* [Task objective]:
Decide whether each statement agrees with the backtesting project page, answering yes or no and quoting the page's deciding words for each. 1. The demonstration run performs six runs in total. 2. The full benchmark suite is started with the command sbatch run_demo.sh. 3. The dataset files are included directly in the repository.

* [Page excerpt]:
Dataset Setup (Run Inside VM)

The dataset files used in the analysis are too large to include directly in the repository.

Please run the following commands inside the VM, under the /home/bfshen/parallel_programming/project-3-brianshen03 directory.

pip install --user gdown

python3 -m gdown 1YQN_Yw-i-0XqkDpv-u2_cbDV0W1jroGH -O proj3_data.zip
unzip proj3_data.zip

This will populate /data/similar_sizes/ and /data/varying_sizes/

Usage

Running Benchmarks (Peanut Cluster)

To run the full benchmark suite on the Peanut cluster, navigate to the benchmark directory and run:

sbatch proj3_benchmark.sh

This will:

Execute all three modes (s, parfiles, ws)
Run experiments on both:
- data/similar_sizes
- data/varying_sizes
Generate:

benchmark/timing_data.csv

Generating Speedup Graphs

After benchmarks complete, (inside benchmark dir) generate speedup plots using:

python3 plot_speedup.py timing_data.csv

This produces:

speedup_similar_sizes.png
speedup_varying_sizes.png

Running the Demo (View Full Program Output)

To execute a demonstration run on the Peanut cluster and view full program logs, navigate to benchmark and:

sbatch run_demo.sh

This will run:

3 modes (s, parfiles, ws)
On both datasets (similar_sizes, varying_sizes)
For a total of 6 runs

Output logs are written to:

benchmark/slurm/out/

Running Locally (Without SLURM)

From the main directory, you can run the program directly.

On `similar_sizes`

go run main.go ../data/similar_sizes s
go run main.go ../data/similar_sizes parfiles 4
go run main.go ../data/similar_sizes ws 4

On `varying_sizes`

go run main.go ../data/varying_sizes s
go run main.go ../data/varying_sizes parfiles 4
go run main.go ../data/varying_sizes ws 4

Analysis

Overview

This project implements a parallel backtesting system for evaluating a grid of quantitative trading strategies on historical limit order book data. The system reads CSV files containing market data (bid/ask prices and sizes), simulates the execution of multiple strategies over each file, and computes performance statistics such as profit and loss (PnL), number of trades, and final inventory.

* [Data]:
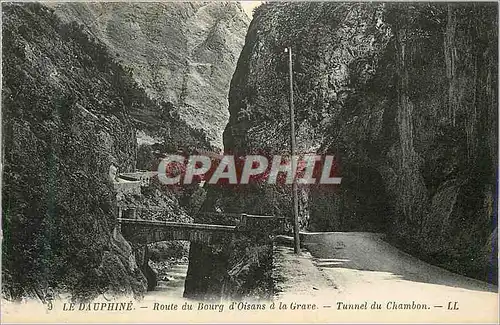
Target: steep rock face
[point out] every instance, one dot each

* [Written answer]:
1. Yes: "For a total of 6 runs"
2. No: "To run the full benchmark suite on the Peanut cluster, navigate to the benchmark directory and run: sbatch proj3_benchmark.sh"
3. No: "The dataset files used in the analysis are too large to include directly in the repository."